## Set exercise
Copy out each line of the records below that contains the word "with". Case counts.

## Records supplied
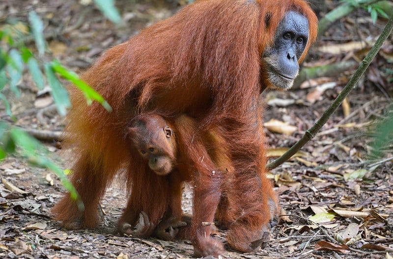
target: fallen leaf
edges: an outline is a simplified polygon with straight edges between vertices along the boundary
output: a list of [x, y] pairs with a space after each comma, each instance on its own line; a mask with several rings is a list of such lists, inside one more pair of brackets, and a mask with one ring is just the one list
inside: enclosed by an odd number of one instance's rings
[[297, 128], [288, 123], [272, 119], [263, 124], [264, 126], [270, 131], [290, 135], [297, 130]]
[[344, 174], [344, 180], [348, 181], [354, 179], [361, 179], [367, 173], [367, 170], [365, 169], [358, 169], [352, 173], [347, 173]]
[[356, 196], [359, 197], [360, 195], [360, 185], [358, 184], [357, 183], [355, 184], [355, 186], [353, 187], [353, 190], [355, 192], [355, 194], [356, 194]]
[[17, 256], [22, 254], [31, 253], [31, 251], [28, 246], [22, 240], [18, 241], [15, 244], [10, 246], [10, 249]]
[[12, 183], [11, 183], [9, 181], [4, 179], [4, 178], [1, 179], [1, 182], [3, 183], [3, 184], [4, 184], [4, 186], [5, 186], [5, 188], [6, 188], [7, 189], [8, 189], [8, 190], [9, 190], [12, 192], [19, 192], [21, 194], [27, 194], [28, 193], [27, 191], [25, 191], [23, 190], [19, 189]]
[[351, 105], [349, 104], [349, 102], [348, 101], [347, 98], [344, 99], [341, 104], [341, 106], [342, 107], [342, 113], [344, 114], [344, 117], [346, 118], [351, 112]]
[[51, 174], [47, 174], [46, 176], [45, 177], [45, 180], [46, 180], [50, 185], [53, 186], [54, 181]]
[[333, 220], [336, 215], [330, 213], [320, 213], [311, 216], [309, 218], [313, 222], [316, 223], [323, 223], [331, 222]]
[[36, 223], [29, 225], [26, 228], [23, 228], [22, 230], [37, 230], [37, 229], [44, 230], [46, 228], [46, 226], [47, 226], [46, 223], [41, 223], [37, 222]]
[[315, 251], [329, 251], [347, 253], [349, 252], [349, 247], [342, 244], [335, 244], [324, 240], [316, 242], [314, 247]]
[[279, 107], [286, 107], [295, 104], [295, 101], [293, 99], [281, 99], [274, 98], [267, 101], [267, 104], [269, 106], [278, 106]]
[[332, 210], [338, 215], [344, 218], [350, 218], [351, 217], [359, 217], [365, 218], [370, 215], [367, 212], [363, 211], [353, 211], [352, 210], [344, 210], [343, 209], [337, 209], [332, 208]]
[[309, 208], [312, 210], [312, 212], [316, 214], [328, 213], [326, 209], [323, 207], [319, 206], [310, 206]]
[[350, 223], [346, 228], [335, 234], [335, 239], [341, 244], [343, 244], [347, 242], [348, 239], [354, 237], [358, 234], [359, 232], [359, 225], [354, 223]]
[[375, 245], [374, 244], [365, 244], [362, 246], [362, 249], [370, 249], [371, 250], [385, 251], [390, 249], [390, 247], [381, 245]]
[[[372, 46], [373, 44], [371, 44]], [[329, 44], [317, 48], [318, 51], [333, 54], [346, 53], [351, 51], [357, 51], [367, 47], [367, 43], [364, 41], [351, 41], [348, 43], [341, 44]]]
[[44, 108], [49, 106], [53, 103], [53, 99], [51, 96], [45, 96], [37, 98], [34, 101], [34, 106], [36, 108]]
[[[278, 157], [281, 156], [284, 153], [288, 151], [289, 148], [279, 148], [276, 149], [267, 149], [266, 150], [266, 156], [268, 157]], [[300, 156], [307, 157], [309, 154], [304, 151], [298, 151], [295, 155], [292, 155], [291, 158], [298, 157]]]
[[307, 102], [313, 104], [317, 101], [322, 100], [322, 96], [323, 93], [328, 89], [332, 89], [336, 86], [337, 83], [336, 82], [329, 82], [322, 84], [315, 87], [314, 91], [310, 92], [306, 96], [306, 100]]
[[310, 162], [309, 161], [307, 161], [301, 157], [296, 157], [296, 160], [308, 167], [316, 167], [318, 165], [318, 164], [315, 162]]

## The solution
edges: an outline is a simplified polygon with straight edges between vertices along the boundary
output: a list of [x, y] pairs with a space after each comma, each instance on its own line; a mask with several rings is a list of such lists, inside one more pair of brackets, and a mask with one ring is just the one list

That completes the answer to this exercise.